Sick stuff right here:
More details:
A Fredericksburg restaurant that has repeatedly made headlines for defying Virginia's COVID mandates during the height of the pandemic and battling to maintain its licenses was subject to a search and seizure by the Virginia Alcoholic Beverage Control Authority (ABC) Friday morning.
A search warrant was issued for Gourmeltz's sales records and any information related to "possession of alcoholic beverages without a license, maintaining a common nuisance and the illegal sale of alcoholic beverages."
Gourmeltz owner Matt Strickland had his license to sell wine/beer/mixed beverages on and off-premises suspended in September 2021, but ABC put a stay on enforcing the order to give Strickland time to appeal. In November 2022, a final ruling was issued and ABC ordered Gourmeltz to halt selling alcohol for 90 days. The agency said it would reduce the suspension to 15 days if Strickland paid a $4,000 penalty and more than $6,400 in investigation costs.
But Gourmeltz did not comply.
The details matter here.

################

* [Tasks for this exercise]
- A) In the passage about the Gourmeltz restaurant, to how many days would the 90-day suspension be reduced if Strickland paid the penalty and investigation costs?
- B) Carry on the passage about the Gourmeltz restaurant from its final sentence.

* [Dataset rows]

################

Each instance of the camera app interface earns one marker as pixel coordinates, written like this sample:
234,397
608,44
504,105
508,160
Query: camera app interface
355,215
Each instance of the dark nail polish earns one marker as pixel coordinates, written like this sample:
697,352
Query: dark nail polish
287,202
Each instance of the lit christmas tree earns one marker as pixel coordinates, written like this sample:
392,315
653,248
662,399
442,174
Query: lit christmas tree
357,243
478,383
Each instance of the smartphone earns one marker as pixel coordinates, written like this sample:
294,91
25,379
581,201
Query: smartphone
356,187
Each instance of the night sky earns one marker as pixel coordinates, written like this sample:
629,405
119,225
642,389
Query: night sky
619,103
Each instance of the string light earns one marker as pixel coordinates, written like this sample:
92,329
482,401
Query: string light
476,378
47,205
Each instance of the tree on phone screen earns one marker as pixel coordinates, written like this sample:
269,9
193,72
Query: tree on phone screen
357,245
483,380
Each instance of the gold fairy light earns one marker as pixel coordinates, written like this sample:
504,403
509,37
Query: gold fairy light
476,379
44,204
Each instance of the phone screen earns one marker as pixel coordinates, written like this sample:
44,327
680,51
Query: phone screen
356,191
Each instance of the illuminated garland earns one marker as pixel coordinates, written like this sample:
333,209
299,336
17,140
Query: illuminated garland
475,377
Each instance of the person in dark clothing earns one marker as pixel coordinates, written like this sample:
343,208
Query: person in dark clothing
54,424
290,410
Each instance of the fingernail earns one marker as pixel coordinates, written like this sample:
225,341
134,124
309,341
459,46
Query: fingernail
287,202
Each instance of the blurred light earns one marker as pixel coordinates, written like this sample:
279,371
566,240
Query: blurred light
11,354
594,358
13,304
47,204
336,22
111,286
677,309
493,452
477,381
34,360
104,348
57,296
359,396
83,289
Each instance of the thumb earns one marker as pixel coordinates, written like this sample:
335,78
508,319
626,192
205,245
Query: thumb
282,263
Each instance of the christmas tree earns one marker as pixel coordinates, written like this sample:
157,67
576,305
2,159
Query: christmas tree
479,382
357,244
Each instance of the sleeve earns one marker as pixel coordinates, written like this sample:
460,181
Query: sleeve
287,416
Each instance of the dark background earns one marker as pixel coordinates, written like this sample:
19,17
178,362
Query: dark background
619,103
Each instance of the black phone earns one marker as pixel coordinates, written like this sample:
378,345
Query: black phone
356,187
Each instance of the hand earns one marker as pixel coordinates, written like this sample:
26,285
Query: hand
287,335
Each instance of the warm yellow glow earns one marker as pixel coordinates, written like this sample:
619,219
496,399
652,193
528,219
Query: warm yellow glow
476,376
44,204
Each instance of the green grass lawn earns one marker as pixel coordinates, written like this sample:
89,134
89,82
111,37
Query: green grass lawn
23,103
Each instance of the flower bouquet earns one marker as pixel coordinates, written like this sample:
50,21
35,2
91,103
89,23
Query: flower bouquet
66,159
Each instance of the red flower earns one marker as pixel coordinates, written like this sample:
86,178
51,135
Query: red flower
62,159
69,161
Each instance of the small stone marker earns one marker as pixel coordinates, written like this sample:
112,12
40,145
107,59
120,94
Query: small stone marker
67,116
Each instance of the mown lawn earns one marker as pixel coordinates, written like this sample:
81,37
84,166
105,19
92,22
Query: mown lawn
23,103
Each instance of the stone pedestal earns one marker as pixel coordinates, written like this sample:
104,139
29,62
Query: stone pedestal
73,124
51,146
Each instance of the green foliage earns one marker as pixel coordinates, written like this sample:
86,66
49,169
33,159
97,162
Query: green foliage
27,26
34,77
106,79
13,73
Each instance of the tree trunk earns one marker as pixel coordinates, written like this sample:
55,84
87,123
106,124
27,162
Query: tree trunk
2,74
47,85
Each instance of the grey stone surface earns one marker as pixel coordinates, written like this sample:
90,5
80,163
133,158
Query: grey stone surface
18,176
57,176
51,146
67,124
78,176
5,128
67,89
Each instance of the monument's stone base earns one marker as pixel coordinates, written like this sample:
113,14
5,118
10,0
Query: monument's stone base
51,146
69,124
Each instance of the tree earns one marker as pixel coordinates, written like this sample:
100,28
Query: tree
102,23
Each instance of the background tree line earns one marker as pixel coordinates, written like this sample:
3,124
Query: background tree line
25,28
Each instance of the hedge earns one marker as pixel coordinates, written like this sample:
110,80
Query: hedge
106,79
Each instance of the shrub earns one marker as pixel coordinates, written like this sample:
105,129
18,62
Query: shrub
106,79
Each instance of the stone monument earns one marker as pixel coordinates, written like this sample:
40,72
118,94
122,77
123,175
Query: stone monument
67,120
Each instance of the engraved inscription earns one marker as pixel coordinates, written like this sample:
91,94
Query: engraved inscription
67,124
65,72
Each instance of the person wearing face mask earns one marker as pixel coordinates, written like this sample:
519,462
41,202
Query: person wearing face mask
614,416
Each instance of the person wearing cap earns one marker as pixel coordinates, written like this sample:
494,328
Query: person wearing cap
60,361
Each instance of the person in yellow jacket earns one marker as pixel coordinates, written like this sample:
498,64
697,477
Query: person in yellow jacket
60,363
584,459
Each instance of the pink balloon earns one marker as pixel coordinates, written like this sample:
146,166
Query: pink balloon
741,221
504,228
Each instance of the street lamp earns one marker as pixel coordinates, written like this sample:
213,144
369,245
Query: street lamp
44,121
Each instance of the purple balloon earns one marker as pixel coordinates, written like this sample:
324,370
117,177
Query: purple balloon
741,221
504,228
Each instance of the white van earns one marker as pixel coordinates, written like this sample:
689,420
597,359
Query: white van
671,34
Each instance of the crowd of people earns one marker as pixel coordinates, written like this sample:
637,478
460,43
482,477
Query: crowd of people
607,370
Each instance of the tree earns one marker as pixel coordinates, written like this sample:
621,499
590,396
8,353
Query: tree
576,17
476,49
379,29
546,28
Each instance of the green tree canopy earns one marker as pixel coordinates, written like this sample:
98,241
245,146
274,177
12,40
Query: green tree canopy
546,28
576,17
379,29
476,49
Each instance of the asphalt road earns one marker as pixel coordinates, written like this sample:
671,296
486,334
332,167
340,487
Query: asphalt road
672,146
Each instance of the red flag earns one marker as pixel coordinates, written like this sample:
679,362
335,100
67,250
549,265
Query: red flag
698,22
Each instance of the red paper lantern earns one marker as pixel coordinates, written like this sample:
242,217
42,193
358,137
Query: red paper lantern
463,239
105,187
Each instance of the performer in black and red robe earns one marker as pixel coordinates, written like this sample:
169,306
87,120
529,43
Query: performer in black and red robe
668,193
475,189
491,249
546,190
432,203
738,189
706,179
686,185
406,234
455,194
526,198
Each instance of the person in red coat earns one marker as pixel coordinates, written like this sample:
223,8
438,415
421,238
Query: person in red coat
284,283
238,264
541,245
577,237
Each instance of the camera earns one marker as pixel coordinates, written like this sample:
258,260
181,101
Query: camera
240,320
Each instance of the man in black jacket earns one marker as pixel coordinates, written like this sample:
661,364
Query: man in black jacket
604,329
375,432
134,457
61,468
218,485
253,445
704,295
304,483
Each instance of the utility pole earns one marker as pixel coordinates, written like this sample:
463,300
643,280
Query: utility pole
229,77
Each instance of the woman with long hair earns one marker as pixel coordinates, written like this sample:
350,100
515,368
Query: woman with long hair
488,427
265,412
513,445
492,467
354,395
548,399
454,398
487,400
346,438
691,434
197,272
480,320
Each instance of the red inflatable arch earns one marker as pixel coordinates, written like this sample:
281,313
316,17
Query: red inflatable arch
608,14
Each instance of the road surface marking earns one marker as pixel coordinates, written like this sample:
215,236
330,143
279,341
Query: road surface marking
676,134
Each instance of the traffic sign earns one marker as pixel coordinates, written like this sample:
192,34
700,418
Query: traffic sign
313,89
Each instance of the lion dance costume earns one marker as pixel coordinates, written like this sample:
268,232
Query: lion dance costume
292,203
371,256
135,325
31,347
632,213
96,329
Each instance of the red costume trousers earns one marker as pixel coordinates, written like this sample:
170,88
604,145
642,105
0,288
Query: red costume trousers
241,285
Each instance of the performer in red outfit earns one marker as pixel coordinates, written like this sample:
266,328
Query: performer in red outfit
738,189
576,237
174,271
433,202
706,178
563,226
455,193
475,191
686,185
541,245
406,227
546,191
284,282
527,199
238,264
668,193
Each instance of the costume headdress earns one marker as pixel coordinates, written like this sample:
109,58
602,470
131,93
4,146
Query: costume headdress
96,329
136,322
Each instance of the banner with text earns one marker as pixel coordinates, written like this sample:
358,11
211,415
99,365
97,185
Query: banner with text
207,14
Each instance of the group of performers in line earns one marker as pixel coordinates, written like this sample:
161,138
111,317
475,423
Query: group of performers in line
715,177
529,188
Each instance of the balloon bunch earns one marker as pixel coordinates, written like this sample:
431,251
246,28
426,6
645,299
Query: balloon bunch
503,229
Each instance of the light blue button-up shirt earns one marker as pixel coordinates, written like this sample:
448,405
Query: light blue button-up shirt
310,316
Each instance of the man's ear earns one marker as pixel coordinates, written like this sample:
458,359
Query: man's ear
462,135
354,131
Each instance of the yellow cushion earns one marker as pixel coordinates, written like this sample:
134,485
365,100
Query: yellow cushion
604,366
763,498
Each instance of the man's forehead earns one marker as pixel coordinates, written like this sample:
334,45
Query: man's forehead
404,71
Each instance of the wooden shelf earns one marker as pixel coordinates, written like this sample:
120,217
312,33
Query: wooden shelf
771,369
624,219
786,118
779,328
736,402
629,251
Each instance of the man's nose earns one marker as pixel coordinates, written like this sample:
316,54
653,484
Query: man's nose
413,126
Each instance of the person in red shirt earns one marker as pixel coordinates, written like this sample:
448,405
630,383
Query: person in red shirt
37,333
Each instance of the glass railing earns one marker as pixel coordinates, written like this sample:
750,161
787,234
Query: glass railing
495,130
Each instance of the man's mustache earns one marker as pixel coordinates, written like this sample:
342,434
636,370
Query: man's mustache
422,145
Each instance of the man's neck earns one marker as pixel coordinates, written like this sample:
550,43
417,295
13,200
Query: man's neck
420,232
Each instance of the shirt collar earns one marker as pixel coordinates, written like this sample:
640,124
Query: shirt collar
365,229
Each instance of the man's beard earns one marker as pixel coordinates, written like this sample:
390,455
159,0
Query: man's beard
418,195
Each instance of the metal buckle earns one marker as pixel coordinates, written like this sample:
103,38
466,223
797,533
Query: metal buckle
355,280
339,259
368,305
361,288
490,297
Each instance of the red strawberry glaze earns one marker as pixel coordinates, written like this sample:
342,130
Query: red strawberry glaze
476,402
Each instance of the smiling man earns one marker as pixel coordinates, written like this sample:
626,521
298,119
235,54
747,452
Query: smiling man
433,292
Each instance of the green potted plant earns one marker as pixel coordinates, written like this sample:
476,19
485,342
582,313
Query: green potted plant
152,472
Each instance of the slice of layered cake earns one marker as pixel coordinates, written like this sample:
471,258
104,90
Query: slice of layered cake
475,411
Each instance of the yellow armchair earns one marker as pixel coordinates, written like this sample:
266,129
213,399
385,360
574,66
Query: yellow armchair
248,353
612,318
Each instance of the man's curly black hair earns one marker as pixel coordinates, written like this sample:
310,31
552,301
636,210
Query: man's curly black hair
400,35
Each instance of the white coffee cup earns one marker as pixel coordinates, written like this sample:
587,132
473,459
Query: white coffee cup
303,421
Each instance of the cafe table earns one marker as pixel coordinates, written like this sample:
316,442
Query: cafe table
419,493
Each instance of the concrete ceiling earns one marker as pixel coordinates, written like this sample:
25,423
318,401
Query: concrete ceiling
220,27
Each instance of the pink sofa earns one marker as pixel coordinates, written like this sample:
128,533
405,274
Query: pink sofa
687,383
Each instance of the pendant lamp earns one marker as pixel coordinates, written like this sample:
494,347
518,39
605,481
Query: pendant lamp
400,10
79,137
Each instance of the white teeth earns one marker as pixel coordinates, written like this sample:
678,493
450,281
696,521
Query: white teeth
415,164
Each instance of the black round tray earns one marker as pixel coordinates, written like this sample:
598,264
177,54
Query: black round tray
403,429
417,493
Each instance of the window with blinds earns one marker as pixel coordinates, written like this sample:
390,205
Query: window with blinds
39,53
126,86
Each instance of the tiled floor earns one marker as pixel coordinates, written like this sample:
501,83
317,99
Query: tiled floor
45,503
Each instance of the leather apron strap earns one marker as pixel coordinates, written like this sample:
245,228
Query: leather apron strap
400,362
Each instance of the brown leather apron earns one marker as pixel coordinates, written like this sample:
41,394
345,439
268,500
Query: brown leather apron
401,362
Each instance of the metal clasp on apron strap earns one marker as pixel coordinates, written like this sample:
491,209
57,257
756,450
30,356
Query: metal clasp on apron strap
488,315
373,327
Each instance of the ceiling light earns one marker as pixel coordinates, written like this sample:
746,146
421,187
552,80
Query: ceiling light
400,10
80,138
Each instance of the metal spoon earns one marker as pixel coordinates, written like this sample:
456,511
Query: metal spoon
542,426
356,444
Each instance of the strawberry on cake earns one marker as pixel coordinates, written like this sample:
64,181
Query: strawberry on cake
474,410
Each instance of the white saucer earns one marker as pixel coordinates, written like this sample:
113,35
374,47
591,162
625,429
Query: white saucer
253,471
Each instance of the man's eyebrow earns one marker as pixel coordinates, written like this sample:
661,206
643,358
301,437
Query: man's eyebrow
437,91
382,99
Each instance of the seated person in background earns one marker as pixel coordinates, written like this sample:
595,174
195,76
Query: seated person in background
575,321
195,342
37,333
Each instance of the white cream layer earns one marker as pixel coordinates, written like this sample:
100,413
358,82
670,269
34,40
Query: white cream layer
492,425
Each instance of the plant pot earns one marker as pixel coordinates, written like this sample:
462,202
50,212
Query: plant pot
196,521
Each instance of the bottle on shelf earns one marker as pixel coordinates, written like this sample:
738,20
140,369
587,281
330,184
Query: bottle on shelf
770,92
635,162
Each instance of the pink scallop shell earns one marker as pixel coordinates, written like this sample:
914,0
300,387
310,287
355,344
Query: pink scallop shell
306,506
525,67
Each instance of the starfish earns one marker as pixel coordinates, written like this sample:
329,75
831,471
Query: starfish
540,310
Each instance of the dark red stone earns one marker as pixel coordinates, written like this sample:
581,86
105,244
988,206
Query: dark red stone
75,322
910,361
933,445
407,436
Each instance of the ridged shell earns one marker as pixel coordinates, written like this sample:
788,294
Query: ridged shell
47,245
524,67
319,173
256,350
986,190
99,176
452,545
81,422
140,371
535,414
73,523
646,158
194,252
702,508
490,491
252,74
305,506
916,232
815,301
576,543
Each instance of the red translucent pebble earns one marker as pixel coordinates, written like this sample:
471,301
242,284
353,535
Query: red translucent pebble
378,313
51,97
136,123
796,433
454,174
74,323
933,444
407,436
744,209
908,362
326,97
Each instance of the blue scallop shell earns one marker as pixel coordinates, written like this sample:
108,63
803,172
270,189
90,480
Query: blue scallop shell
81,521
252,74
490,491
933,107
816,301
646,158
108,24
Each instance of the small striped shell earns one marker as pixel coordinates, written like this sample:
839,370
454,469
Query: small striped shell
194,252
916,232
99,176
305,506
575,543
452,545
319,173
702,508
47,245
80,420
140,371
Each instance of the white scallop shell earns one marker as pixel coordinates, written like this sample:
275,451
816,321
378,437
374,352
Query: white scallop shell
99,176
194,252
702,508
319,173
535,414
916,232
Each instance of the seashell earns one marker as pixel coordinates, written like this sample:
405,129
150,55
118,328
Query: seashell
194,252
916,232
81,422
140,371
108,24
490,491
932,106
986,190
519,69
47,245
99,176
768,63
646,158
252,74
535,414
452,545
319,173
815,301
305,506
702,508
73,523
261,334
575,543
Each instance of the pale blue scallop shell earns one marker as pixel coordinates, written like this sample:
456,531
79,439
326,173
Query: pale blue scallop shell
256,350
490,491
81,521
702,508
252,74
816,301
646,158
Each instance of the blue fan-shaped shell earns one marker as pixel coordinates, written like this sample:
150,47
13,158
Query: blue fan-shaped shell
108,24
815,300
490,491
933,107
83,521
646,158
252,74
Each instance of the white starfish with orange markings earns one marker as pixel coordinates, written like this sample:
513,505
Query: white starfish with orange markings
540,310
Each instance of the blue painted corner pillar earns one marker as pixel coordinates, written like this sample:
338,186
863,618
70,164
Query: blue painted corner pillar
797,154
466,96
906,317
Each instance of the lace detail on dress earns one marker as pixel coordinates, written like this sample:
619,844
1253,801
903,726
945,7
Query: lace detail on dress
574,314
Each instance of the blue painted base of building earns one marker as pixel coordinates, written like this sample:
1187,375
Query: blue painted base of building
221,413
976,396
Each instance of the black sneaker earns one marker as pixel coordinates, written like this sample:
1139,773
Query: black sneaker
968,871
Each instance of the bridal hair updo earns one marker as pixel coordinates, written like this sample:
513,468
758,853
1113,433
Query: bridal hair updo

################

* [Expected results]
- A) 15 days

- B)
Strickland lost his liquor license for refusing to shut down, mask up, and destroy his livelihood at the behest of a government making illegal orders that did absolutely nothing to stop a respiratory virus that was largely only lethal to the elderly.
The state then tried to strong-arm Strickland into admitting his guilt and assuming financial responsibility for the fiasco by telling him it would only slap him on the wrist if he paid the government $10,000.
When the media tells you he "did not comply," understand the framework of abject tyranny that surrounds the situation.
"Despite administrative proceedings and the final order of the Circuit Court of Spotsylvania County affirming Virginia ABC's decision to suspend Gourmeltz's wine/beer on and off-premises and mixed beverage licenses, the establishment failed to comply with ABC's Board Order and continued to serve beer, wine and mixed beverages to customers," ABC wrote in a press release.
In January 2021, authorities pulled Gourmeltz's health permit for "not following the COVID-19 public health requirements in the governor's Executive Order."
In March 2021, Strickland was dragged into court because he "knowingly ignored the Code of Virginia § 4.1-225 2.a." The Virginian Attorney General's office sued him for not requiring his employees to wear masks and social distance.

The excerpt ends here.